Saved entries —
++++++++++
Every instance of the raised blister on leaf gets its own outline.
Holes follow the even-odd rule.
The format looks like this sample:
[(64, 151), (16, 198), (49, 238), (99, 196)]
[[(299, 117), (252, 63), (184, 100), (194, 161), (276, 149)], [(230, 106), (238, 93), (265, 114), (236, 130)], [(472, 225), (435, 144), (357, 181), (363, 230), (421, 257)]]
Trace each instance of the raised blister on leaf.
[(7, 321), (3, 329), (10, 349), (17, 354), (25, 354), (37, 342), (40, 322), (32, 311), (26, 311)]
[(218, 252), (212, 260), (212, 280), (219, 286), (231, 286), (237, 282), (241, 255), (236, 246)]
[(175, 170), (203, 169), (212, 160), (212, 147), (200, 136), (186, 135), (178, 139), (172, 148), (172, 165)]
++++++++++
Set down exactly the lines that begin the records and continue through the line bearing "[(64, 151), (16, 198), (49, 238), (99, 196)]"; include both ends.

Every instance of the raised blister on leaf gets its own outline.
Holes follow the even-odd rule.
The format looks like this sample:
[(64, 151), (16, 198), (49, 238), (99, 196)]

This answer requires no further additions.